• The task
Please count the lines in the records below that contain the word "body", where case counts, and reply with only that number.

• The records
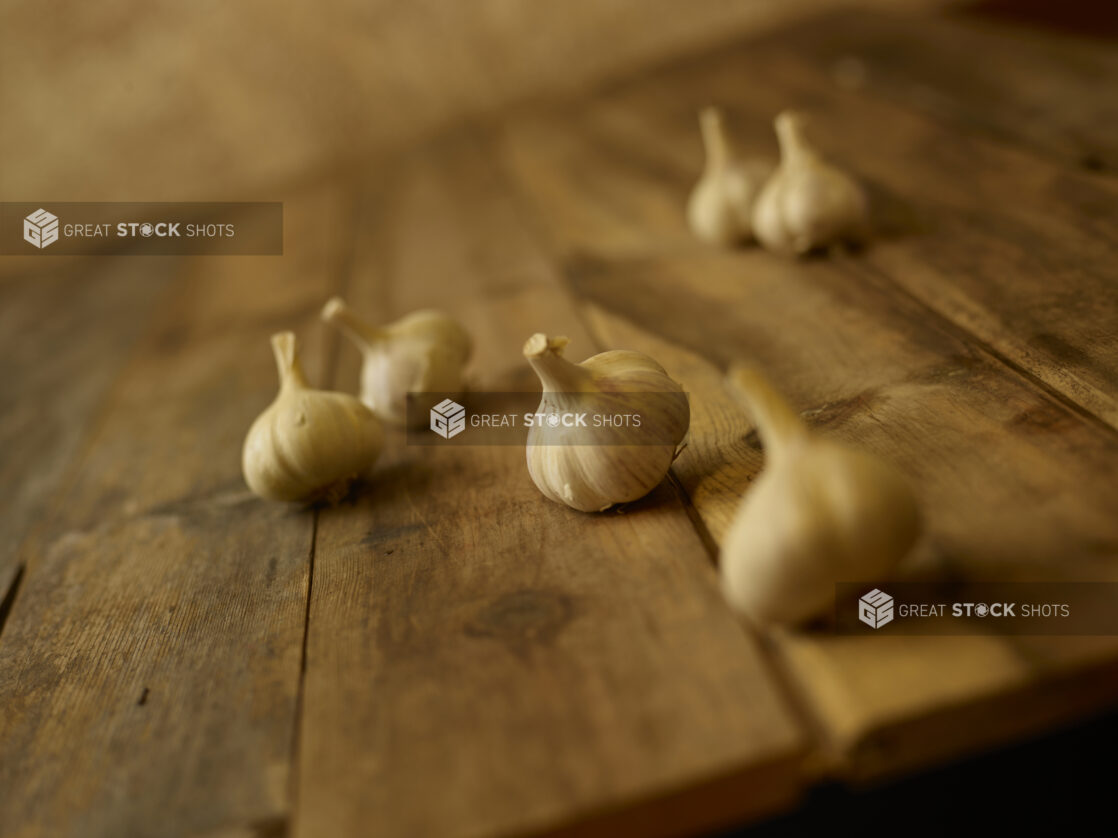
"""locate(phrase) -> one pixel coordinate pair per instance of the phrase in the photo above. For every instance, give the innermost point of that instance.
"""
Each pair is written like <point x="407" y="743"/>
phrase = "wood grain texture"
<point x="64" y="334"/>
<point x="1014" y="483"/>
<point x="150" y="665"/>
<point x="484" y="662"/>
<point x="1013" y="248"/>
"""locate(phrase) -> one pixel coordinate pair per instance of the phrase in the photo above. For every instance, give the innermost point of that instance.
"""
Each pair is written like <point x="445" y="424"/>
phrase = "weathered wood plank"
<point x="1014" y="249"/>
<point x="66" y="326"/>
<point x="1038" y="88"/>
<point x="149" y="670"/>
<point x="1013" y="483"/>
<point x="484" y="662"/>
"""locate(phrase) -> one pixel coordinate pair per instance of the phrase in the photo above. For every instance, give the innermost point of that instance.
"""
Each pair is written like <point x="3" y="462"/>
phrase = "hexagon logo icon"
<point x="447" y="419"/>
<point x="40" y="228"/>
<point x="875" y="608"/>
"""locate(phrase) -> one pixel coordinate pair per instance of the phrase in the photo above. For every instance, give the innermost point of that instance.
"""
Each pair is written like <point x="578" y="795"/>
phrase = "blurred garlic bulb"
<point x="807" y="202"/>
<point x="591" y="468"/>
<point x="424" y="352"/>
<point x="308" y="445"/>
<point x="818" y="514"/>
<point x="721" y="203"/>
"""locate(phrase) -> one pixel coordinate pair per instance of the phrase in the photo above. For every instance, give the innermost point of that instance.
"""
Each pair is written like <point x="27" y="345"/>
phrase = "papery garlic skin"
<point x="820" y="513"/>
<point x="720" y="206"/>
<point x="424" y="352"/>
<point x="807" y="203"/>
<point x="594" y="477"/>
<point x="308" y="445"/>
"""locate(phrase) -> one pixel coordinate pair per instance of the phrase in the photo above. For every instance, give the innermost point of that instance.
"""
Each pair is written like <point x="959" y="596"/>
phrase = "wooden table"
<point x="447" y="653"/>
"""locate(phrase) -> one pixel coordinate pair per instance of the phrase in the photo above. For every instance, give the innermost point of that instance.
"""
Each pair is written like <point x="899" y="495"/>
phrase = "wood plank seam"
<point x="9" y="598"/>
<point x="862" y="270"/>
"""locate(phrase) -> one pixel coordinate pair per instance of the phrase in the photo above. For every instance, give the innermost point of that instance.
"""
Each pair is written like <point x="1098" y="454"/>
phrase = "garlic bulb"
<point x="424" y="352"/>
<point x="309" y="444"/>
<point x="607" y="465"/>
<point x="807" y="202"/>
<point x="820" y="513"/>
<point x="721" y="203"/>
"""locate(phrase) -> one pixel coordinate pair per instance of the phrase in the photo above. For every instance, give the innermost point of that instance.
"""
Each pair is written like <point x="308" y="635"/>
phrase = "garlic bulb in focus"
<point x="820" y="513"/>
<point x="424" y="352"/>
<point x="605" y="466"/>
<point x="807" y="203"/>
<point x="308" y="445"/>
<point x="721" y="203"/>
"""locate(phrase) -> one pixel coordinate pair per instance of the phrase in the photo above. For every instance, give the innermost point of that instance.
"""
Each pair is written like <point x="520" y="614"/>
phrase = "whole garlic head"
<point x="807" y="203"/>
<point x="308" y="445"/>
<point x="720" y="207"/>
<point x="424" y="352"/>
<point x="818" y="514"/>
<point x="616" y="465"/>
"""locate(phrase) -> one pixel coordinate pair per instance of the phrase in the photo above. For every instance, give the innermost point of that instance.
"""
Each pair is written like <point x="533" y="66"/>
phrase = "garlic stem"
<point x="714" y="141"/>
<point x="287" y="363"/>
<point x="338" y="313"/>
<point x="777" y="422"/>
<point x="792" y="137"/>
<point x="557" y="373"/>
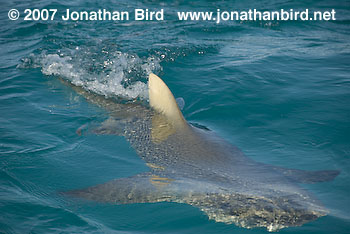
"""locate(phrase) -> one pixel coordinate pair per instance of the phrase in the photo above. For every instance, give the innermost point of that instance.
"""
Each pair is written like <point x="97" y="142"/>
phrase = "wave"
<point x="111" y="74"/>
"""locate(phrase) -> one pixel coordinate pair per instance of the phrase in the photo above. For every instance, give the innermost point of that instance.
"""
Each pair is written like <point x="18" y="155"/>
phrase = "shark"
<point x="190" y="164"/>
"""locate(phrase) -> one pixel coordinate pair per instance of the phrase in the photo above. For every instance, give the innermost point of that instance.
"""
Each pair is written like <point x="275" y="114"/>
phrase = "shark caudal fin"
<point x="162" y="100"/>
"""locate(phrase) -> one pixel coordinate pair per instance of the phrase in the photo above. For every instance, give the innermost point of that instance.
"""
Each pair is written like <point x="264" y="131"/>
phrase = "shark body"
<point x="194" y="166"/>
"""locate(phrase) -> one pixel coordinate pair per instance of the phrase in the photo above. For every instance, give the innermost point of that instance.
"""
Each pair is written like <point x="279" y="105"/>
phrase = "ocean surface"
<point x="279" y="90"/>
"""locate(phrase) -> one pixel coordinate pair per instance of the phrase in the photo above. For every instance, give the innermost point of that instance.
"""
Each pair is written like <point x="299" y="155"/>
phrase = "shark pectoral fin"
<point x="142" y="188"/>
<point x="302" y="176"/>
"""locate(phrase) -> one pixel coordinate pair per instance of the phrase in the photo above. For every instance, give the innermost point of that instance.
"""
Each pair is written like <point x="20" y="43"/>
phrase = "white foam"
<point x="118" y="74"/>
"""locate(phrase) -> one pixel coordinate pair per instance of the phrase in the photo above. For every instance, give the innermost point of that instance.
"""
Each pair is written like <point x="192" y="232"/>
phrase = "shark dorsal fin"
<point x="162" y="100"/>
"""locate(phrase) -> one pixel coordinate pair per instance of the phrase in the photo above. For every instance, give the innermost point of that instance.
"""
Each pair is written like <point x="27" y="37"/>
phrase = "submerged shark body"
<point x="192" y="165"/>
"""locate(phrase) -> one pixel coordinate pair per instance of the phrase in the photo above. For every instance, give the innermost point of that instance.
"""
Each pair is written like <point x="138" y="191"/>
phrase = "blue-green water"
<point x="280" y="91"/>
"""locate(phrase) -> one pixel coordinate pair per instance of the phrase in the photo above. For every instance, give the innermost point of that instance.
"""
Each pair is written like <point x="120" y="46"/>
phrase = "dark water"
<point x="280" y="91"/>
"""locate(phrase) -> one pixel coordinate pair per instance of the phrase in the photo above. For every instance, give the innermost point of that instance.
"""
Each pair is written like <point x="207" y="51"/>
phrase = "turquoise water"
<point x="280" y="91"/>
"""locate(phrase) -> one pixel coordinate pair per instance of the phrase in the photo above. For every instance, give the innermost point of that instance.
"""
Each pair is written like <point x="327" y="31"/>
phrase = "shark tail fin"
<point x="162" y="100"/>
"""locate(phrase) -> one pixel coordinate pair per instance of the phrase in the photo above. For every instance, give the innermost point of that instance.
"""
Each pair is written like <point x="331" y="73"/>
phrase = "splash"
<point x="111" y="74"/>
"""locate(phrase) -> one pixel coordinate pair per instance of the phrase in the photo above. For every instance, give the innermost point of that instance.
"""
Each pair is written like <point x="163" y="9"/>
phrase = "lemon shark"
<point x="192" y="165"/>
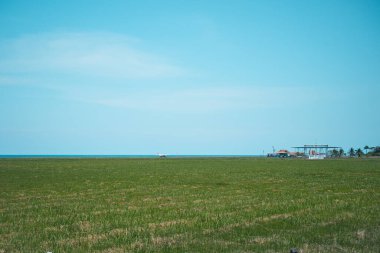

• Reply
2